## Action item
Your response should consist of the data that follows, repeated in full without alteration.

(Records excerpted from a collection)
▼
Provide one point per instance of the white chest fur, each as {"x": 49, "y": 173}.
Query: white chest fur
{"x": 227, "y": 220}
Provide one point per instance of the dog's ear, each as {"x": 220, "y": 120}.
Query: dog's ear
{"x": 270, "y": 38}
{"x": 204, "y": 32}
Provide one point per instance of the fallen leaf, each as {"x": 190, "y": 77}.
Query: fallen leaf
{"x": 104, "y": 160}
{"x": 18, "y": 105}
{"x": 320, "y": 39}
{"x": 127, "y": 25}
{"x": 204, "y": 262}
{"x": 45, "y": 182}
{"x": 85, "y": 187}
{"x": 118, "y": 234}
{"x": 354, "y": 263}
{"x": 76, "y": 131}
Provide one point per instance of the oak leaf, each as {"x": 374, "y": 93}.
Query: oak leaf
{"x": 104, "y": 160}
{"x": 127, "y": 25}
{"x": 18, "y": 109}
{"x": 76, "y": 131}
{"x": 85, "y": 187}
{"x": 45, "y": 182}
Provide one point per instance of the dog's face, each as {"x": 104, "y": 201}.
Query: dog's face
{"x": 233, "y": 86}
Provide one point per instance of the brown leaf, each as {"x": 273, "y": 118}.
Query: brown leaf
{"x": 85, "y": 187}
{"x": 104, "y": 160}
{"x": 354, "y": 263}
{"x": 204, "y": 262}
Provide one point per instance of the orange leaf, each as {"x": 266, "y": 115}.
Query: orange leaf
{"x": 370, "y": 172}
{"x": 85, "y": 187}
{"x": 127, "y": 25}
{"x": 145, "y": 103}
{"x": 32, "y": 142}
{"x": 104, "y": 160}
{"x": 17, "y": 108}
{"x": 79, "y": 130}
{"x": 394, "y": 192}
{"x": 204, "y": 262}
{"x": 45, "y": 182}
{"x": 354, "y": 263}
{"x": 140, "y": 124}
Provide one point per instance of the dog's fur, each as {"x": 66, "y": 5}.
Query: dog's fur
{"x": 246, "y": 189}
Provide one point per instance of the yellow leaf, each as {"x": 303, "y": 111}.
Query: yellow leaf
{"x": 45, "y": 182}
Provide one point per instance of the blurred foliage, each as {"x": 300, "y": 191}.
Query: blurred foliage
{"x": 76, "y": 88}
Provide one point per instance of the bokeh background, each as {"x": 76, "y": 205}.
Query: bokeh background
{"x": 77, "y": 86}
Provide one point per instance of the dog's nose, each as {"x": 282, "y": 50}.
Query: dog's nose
▲
## Response to the task
Provide one point per instance of the white chest fur, each as {"x": 49, "y": 173}.
Query: white chest fur
{"x": 227, "y": 220}
Provide one point per instance of the dog's ear, each as {"x": 220, "y": 120}.
Query: dog's ear
{"x": 270, "y": 38}
{"x": 204, "y": 32}
Provide one point per instance of the fallen leaf, each as {"x": 190, "y": 77}.
Query: fallen leaf
{"x": 104, "y": 160}
{"x": 18, "y": 105}
{"x": 320, "y": 39}
{"x": 127, "y": 25}
{"x": 204, "y": 262}
{"x": 45, "y": 182}
{"x": 85, "y": 187}
{"x": 118, "y": 234}
{"x": 354, "y": 263}
{"x": 76, "y": 131}
Provide one point per instance of the oak leaf, each as {"x": 374, "y": 93}.
Query: oak leaf
{"x": 104, "y": 160}
{"x": 127, "y": 25}
{"x": 18, "y": 109}
{"x": 76, "y": 131}
{"x": 85, "y": 187}
{"x": 45, "y": 182}
Provide one point per instance of the dog's face, each as {"x": 104, "y": 201}.
Query: dog's face
{"x": 233, "y": 86}
Provide one point per instance of the brown leaf, each as {"x": 273, "y": 118}.
Query: brown leaf
{"x": 85, "y": 187}
{"x": 104, "y": 160}
{"x": 354, "y": 263}
{"x": 204, "y": 262}
Provide one point per instance of the orange leaf, each as {"x": 266, "y": 115}.
Query: orange leaf
{"x": 370, "y": 172}
{"x": 85, "y": 187}
{"x": 127, "y": 25}
{"x": 145, "y": 103}
{"x": 32, "y": 142}
{"x": 104, "y": 160}
{"x": 17, "y": 108}
{"x": 79, "y": 130}
{"x": 394, "y": 192}
{"x": 204, "y": 262}
{"x": 45, "y": 182}
{"x": 354, "y": 263}
{"x": 140, "y": 124}
Provide one point per instance of the dog's fur, each as {"x": 66, "y": 5}.
Query: dog's fur
{"x": 246, "y": 189}
Provide one point per instance of the yellow leaf, each as {"x": 303, "y": 111}.
Query: yellow leaf
{"x": 45, "y": 182}
Provide one point per instance of the blurred foliage, each as {"x": 300, "y": 191}.
Query: blurred foliage
{"x": 76, "y": 88}
Provide one point per instance of the bokeh background, each as {"x": 76, "y": 205}.
Query: bokeh background
{"x": 77, "y": 86}
Provide one point per instance of the dog's nose, each as {"x": 282, "y": 50}.
Query: dog's nose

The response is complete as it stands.